== DESCRIPTION OF THE TASK ==
Could you restate, exactly and with nothing added, the lines from the start of the data through the line that holds "Target: dark hair", leaving the pictures out?

== GIVEN INFORMATION ==
────────
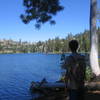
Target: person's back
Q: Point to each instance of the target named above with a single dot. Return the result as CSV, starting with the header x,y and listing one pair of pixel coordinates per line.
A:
x,y
76,70
75,67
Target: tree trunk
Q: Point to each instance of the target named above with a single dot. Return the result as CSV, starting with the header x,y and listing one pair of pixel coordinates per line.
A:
x,y
94,40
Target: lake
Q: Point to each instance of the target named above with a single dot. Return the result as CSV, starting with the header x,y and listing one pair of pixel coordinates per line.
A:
x,y
17,71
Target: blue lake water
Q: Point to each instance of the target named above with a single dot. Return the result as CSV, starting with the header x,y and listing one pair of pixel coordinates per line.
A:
x,y
17,71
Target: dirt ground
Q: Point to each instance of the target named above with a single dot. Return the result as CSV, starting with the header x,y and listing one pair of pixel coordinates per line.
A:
x,y
92,95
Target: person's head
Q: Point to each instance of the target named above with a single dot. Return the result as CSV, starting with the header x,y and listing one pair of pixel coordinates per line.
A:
x,y
73,45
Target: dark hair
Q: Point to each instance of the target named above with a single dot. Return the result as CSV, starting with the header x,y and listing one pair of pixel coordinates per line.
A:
x,y
73,45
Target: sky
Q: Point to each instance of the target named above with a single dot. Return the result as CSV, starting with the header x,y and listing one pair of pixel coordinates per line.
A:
x,y
73,19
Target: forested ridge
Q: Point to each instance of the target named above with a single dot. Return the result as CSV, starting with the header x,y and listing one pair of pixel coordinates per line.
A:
x,y
56,45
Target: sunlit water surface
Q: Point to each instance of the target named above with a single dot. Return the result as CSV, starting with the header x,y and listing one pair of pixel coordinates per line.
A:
x,y
17,71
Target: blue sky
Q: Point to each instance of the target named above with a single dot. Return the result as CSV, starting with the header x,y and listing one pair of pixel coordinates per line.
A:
x,y
74,18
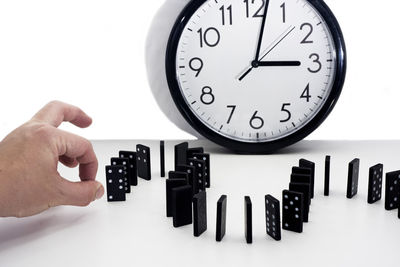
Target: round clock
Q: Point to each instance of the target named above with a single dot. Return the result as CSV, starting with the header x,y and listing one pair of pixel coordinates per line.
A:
x,y
255,75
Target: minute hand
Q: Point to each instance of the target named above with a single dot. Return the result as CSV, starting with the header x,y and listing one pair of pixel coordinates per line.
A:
x,y
279,63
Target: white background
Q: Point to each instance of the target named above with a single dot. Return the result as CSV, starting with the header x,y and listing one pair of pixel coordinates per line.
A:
x,y
91,53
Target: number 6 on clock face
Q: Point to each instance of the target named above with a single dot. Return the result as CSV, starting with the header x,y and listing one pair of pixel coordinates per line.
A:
x,y
256,75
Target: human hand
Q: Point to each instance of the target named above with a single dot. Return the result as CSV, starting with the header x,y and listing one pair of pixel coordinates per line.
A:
x,y
29,156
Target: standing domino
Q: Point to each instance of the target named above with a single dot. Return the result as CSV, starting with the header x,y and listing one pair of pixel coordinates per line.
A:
x,y
327,175
292,214
392,190
273,217
143,162
199,213
248,215
123,162
309,165
131,165
352,182
162,158
221,218
115,183
375,183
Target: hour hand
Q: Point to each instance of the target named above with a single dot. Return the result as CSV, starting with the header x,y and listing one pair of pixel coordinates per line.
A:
x,y
278,63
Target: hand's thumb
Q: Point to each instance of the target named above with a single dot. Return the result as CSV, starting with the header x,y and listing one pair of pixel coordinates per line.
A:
x,y
80,193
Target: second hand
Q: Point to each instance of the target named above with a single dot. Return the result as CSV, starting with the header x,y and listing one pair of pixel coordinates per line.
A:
x,y
269,49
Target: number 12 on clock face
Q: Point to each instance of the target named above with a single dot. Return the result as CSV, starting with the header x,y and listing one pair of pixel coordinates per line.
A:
x,y
256,71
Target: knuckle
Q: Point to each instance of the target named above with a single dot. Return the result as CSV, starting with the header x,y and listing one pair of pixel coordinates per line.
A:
x,y
54,103
86,201
43,131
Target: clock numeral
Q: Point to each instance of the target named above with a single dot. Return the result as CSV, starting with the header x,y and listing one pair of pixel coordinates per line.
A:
x,y
196,65
207,97
306,93
256,122
209,37
283,6
284,109
311,29
315,58
231,114
259,12
229,9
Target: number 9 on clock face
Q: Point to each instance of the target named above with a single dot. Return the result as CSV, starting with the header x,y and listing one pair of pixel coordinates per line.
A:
x,y
256,75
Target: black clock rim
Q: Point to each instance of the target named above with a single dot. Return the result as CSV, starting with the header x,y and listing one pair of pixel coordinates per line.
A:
x,y
259,147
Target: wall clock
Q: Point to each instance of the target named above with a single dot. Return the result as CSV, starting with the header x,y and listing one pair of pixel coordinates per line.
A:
x,y
255,76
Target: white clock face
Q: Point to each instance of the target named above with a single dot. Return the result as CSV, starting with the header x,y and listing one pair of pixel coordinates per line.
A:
x,y
254,87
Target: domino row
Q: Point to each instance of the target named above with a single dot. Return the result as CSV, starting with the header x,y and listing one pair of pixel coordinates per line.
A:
x,y
186,198
125,170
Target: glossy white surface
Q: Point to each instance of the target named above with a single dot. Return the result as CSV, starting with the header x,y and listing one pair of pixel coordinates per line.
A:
x,y
341,232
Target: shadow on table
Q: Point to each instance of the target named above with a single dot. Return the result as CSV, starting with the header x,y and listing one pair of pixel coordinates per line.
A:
x,y
17,232
301,147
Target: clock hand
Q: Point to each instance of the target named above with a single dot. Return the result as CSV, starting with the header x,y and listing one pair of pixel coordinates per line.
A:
x,y
279,63
273,47
260,38
268,50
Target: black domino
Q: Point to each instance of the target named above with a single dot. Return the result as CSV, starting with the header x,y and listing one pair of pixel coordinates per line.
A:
x,y
169,185
178,175
123,162
199,213
302,179
199,176
194,150
191,171
162,158
207,170
115,183
292,211
305,190
327,175
143,162
248,213
273,217
181,154
221,218
353,175
182,205
303,163
392,193
375,183
131,166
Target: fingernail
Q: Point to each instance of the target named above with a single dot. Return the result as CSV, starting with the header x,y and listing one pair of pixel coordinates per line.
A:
x,y
100,192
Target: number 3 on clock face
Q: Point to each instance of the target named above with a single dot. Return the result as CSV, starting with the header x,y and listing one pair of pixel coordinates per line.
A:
x,y
256,75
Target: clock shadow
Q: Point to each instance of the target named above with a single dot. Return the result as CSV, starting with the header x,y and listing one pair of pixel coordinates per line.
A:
x,y
300,147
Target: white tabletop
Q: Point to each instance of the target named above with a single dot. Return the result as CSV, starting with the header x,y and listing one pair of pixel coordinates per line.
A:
x,y
341,232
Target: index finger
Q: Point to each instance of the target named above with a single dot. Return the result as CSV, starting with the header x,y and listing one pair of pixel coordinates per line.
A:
x,y
55,112
79,149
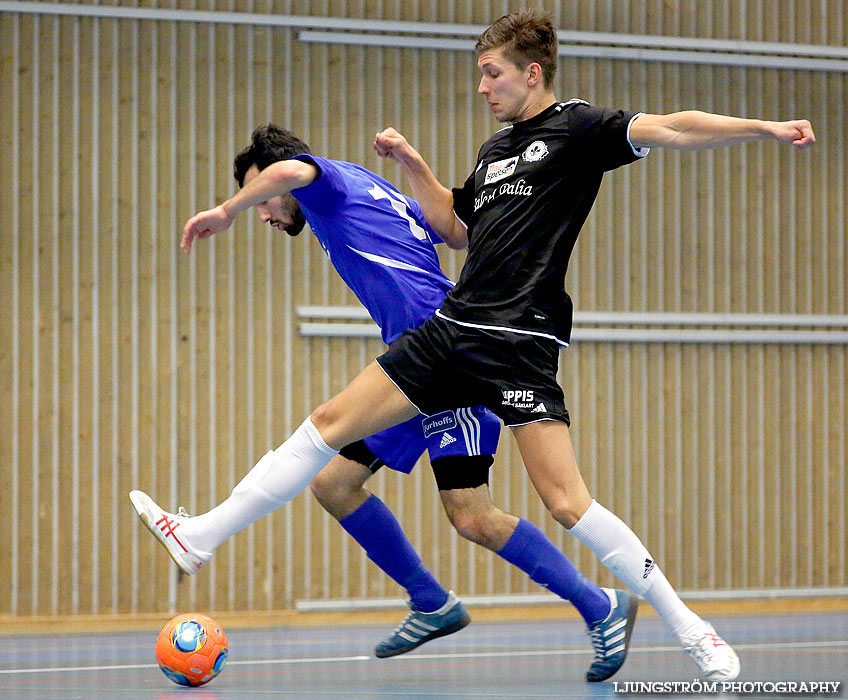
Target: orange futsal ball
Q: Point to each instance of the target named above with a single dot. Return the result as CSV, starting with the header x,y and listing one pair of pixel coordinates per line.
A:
x,y
191,649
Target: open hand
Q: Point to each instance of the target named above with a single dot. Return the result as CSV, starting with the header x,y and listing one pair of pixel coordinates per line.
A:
x,y
203,225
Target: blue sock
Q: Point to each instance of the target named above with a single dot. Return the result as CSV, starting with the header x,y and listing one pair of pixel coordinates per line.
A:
x,y
535,554
378,532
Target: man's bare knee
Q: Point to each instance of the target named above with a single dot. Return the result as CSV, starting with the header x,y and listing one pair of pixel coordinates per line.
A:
x,y
566,512
490,528
338,488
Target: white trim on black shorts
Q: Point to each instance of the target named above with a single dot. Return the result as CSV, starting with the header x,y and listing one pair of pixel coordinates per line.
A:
x,y
535,420
520,331
411,403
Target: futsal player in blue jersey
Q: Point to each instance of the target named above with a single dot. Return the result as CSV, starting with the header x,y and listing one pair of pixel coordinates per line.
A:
x,y
383,248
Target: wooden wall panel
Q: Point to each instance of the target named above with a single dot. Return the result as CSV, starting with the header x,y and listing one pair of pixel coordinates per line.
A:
x,y
128,364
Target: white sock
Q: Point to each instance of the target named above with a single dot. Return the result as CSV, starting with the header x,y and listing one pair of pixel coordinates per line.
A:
x,y
277,478
623,553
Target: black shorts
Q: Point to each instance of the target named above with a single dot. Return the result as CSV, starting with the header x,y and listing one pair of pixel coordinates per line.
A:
x,y
442,365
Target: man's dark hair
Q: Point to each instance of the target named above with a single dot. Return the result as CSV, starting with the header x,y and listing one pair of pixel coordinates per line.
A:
x,y
527,36
270,144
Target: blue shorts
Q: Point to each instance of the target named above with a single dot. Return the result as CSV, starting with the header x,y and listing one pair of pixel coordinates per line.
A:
x,y
454,433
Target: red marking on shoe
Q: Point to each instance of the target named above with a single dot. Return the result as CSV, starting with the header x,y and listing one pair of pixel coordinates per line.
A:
x,y
168,529
716,640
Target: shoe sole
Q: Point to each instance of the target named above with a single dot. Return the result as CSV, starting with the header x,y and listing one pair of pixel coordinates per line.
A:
x,y
443,632
141,512
632,611
732,675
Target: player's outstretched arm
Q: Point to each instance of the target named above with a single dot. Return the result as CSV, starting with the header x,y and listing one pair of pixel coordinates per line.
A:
x,y
693,130
276,179
436,201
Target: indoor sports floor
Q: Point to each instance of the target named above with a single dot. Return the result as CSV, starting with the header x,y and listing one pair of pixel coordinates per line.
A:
x,y
539,659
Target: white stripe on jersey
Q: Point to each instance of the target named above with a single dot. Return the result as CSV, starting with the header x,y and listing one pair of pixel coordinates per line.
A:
x,y
388,262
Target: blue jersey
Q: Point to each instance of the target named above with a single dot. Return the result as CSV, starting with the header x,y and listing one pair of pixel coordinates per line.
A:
x,y
378,241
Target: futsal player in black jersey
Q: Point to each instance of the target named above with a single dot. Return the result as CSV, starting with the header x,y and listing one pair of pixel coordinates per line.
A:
x,y
497,336
496,339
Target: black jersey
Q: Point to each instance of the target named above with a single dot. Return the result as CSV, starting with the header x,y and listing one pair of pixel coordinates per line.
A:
x,y
524,205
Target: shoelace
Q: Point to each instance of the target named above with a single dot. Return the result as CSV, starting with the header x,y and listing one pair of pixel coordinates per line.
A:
x,y
598,642
400,627
702,648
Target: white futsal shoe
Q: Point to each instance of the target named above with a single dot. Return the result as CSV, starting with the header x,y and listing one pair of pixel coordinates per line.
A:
x,y
165,527
716,657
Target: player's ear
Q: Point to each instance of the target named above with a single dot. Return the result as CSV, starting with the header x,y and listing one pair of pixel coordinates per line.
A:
x,y
534,71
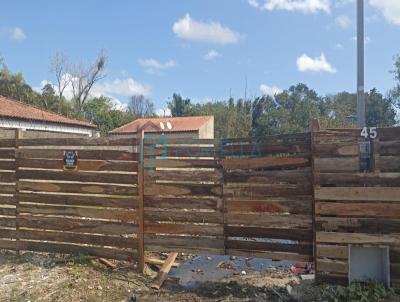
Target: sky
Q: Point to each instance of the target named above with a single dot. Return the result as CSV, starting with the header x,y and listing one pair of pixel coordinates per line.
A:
x,y
203,49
────────
== ANSWER BOX ==
Target: person's back
Q: Point to each instance of the target named above with a single dot. Return the result as CSV, starting with the header x,y and listing one pair of pixel coordinates per line.
A:
x,y
76,70
75,67
Target: tree trunk
Q: Point to each instance of the target named above with a single dot. Return the result as CSV, starting with the header x,y and listing one pair of pixel coordinates per line.
A:
x,y
94,40
Target: lake
Q: Point to each instance of the target named above with a single dot. Return the result as CSV, starting with the header x,y and listing one pair of pixel coordinates per line.
A:
x,y
17,71
Target: blue lake water
Q: Point to each instance of the target named above with a single dot. Return the result as CSV, starting with the header x,y and listing one pair of pixel coordinates per line.
A:
x,y
17,71
Target: dirt ground
Q: Point to each instance of the target named above with a single dot. Return the result as CSV, starting with the header x,y and listing one pair of pixel coordinates per line.
A:
x,y
92,95
Target: person's head
Q: Point to each instance of the target named above with a single dot. Return the result as CSV, starting with the header x,y and listing one pair of pixel coordinates per line.
A:
x,y
73,45
Target: dark hair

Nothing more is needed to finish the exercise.